Data supplied:
##############################

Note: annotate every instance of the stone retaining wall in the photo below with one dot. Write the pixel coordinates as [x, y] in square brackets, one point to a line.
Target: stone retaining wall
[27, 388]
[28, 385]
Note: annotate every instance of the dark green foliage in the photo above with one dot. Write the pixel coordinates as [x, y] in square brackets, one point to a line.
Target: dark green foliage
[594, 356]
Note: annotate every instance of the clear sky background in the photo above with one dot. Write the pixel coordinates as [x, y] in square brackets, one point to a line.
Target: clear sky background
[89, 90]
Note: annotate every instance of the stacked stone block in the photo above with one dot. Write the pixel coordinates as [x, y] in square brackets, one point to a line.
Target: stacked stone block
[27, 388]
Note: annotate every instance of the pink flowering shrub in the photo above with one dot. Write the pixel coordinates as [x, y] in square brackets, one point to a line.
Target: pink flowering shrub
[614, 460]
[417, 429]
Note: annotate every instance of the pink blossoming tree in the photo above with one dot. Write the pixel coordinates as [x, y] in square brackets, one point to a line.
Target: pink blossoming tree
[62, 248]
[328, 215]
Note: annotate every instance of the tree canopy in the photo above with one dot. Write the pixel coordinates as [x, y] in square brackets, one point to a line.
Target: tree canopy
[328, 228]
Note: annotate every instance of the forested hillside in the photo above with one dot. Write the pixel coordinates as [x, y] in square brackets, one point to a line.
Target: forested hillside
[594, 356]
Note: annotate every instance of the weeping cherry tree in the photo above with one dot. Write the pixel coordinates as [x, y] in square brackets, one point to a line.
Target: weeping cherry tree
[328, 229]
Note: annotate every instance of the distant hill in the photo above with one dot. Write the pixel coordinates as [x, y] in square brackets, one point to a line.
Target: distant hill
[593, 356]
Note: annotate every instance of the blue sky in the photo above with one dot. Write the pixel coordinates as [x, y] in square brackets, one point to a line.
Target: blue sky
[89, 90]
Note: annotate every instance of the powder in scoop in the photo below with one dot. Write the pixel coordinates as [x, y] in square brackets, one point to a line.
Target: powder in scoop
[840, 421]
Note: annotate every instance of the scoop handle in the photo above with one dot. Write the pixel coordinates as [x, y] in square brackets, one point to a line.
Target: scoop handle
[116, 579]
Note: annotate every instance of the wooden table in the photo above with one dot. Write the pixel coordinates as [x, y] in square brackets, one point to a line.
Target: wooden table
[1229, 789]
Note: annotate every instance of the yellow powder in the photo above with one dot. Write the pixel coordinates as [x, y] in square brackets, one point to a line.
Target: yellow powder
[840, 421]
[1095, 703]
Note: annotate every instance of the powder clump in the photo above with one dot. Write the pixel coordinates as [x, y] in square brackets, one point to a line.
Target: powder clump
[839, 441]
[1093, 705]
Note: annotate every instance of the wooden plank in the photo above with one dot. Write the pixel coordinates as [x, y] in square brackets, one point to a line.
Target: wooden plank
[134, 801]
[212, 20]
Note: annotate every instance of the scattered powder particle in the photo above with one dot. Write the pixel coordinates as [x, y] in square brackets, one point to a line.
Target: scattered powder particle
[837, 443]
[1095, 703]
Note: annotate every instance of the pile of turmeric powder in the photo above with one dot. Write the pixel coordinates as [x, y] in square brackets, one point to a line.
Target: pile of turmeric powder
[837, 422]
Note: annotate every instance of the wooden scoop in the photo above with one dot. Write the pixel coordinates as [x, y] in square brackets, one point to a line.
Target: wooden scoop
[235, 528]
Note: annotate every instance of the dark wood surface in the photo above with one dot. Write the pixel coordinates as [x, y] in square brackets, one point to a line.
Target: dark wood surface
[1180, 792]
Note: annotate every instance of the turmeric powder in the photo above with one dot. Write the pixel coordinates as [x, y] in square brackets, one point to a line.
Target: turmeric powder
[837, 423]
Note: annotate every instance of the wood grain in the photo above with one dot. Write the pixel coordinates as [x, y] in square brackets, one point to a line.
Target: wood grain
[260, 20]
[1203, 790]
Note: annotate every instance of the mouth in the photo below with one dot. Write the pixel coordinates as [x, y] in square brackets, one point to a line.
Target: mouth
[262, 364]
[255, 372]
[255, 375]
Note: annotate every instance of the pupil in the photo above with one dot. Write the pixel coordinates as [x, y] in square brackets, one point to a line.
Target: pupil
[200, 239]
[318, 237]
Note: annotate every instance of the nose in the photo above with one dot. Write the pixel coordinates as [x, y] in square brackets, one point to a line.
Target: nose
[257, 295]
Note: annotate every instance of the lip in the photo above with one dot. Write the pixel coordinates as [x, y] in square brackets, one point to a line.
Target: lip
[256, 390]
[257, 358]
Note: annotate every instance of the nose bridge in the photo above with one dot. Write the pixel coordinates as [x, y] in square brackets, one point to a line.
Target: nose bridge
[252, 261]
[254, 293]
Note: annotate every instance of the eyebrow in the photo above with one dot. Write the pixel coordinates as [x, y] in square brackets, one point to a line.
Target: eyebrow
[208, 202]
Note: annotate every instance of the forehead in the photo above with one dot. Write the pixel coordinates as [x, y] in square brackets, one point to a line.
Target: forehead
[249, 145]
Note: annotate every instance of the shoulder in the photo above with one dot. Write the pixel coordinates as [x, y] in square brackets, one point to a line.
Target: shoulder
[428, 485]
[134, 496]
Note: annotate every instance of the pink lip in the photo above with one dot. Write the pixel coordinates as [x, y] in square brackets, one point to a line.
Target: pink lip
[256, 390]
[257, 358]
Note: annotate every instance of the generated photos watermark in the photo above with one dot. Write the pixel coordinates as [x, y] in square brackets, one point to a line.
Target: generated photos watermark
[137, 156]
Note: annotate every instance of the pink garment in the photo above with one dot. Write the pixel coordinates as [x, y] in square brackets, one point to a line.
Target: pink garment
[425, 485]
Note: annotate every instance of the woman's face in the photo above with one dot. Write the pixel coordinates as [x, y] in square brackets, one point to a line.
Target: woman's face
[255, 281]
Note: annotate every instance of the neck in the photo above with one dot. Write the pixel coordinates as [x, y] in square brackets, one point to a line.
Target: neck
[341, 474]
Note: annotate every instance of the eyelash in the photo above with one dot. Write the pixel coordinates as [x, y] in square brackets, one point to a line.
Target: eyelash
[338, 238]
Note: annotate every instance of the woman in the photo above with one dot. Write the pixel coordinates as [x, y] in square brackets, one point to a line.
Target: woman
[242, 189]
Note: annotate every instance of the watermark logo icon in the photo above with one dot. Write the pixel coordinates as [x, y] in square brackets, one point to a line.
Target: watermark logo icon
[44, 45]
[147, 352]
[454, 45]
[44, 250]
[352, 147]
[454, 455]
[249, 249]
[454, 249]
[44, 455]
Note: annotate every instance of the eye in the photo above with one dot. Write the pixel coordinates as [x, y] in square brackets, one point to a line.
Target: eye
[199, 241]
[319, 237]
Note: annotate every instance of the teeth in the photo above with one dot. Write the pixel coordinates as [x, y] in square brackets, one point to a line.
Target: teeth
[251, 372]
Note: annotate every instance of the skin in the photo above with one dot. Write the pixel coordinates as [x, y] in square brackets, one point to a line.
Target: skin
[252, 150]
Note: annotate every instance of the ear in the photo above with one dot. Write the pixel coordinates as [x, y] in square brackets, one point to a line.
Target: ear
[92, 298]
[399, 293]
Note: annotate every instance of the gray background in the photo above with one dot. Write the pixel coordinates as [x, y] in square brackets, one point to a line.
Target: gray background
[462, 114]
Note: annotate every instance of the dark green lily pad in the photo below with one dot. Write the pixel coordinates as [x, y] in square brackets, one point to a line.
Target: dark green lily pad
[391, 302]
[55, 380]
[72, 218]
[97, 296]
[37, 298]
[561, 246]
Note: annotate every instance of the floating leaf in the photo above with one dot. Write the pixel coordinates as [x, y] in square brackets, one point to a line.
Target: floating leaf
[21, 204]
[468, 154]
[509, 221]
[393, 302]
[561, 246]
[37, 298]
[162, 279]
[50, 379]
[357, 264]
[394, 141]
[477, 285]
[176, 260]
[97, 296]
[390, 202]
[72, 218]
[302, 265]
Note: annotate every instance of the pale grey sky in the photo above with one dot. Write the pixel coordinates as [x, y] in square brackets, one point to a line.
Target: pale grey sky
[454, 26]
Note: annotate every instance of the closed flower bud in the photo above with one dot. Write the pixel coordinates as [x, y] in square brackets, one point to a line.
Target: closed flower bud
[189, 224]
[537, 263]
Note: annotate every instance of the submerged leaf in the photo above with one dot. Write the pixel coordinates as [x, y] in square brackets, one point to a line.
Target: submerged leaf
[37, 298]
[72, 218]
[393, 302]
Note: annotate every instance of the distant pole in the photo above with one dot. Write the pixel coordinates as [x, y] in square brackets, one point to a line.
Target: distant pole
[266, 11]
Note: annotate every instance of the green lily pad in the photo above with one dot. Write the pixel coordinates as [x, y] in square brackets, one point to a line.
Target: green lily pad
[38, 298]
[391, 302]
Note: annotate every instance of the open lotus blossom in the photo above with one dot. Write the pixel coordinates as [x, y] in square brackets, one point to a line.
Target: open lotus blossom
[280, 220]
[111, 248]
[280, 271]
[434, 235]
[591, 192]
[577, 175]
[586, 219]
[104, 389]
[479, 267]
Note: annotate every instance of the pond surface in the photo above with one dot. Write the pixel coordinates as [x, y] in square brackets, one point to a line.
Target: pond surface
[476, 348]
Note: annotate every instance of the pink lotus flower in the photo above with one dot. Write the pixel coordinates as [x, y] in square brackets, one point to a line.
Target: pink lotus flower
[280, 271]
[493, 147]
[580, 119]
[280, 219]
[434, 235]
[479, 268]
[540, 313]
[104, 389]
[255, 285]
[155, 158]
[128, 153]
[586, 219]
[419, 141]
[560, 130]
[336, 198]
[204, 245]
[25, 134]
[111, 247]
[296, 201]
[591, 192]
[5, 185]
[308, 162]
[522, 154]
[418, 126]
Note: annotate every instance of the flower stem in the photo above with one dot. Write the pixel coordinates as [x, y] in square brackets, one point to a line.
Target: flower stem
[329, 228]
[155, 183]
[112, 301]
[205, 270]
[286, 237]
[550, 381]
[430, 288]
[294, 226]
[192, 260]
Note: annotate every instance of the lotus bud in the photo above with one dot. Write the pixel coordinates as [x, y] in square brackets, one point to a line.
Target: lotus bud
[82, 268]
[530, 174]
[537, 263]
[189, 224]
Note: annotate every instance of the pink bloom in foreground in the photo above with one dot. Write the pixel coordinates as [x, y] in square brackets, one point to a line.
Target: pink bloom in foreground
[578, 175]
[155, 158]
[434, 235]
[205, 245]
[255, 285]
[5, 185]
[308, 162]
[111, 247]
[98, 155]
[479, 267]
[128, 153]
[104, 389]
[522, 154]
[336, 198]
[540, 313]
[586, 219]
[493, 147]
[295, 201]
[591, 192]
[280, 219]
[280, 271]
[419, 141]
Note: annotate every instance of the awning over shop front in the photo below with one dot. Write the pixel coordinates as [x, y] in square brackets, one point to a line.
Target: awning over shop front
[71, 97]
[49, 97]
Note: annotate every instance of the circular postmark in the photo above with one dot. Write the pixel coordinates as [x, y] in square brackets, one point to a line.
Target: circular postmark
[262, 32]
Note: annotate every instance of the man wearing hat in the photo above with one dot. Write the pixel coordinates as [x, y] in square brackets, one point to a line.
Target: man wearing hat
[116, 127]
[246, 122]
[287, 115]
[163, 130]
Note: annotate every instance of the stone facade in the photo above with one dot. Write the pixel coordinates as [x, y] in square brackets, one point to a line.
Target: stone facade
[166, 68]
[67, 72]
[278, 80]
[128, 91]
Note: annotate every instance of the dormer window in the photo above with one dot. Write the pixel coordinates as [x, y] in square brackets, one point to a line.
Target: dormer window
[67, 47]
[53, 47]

##############################

Work order: Once the line containing "Note: annotate every instance of the stacked" has been written out, please stop; every line before it, back to the first line of the records above, should be given exactly.

Written solution:
Note: annotate every instance of the stone retaining wall in the photo below with one dot. Write the pixel coordinates as [x, y] in square brackets, one point to a line.
Target: stone retaining wall
[27, 388]
[28, 385]
Note: annotate every instance of the dark green foliage in the photo above with one dot. Write the pixel coordinates as [x, y] in square brackets, one point to a line.
Target: dark green foliage
[594, 356]
Note: annotate every instance of the clear sky background in the photo above with one dot. Write the pixel coordinates as [x, y] in square brackets, one point to a line.
Target: clear sky background
[89, 90]
Note: annotate every instance of the stacked stone block in the photo above with one dot. Write the pixel coordinates as [x, y] in square brackets, one point to a line.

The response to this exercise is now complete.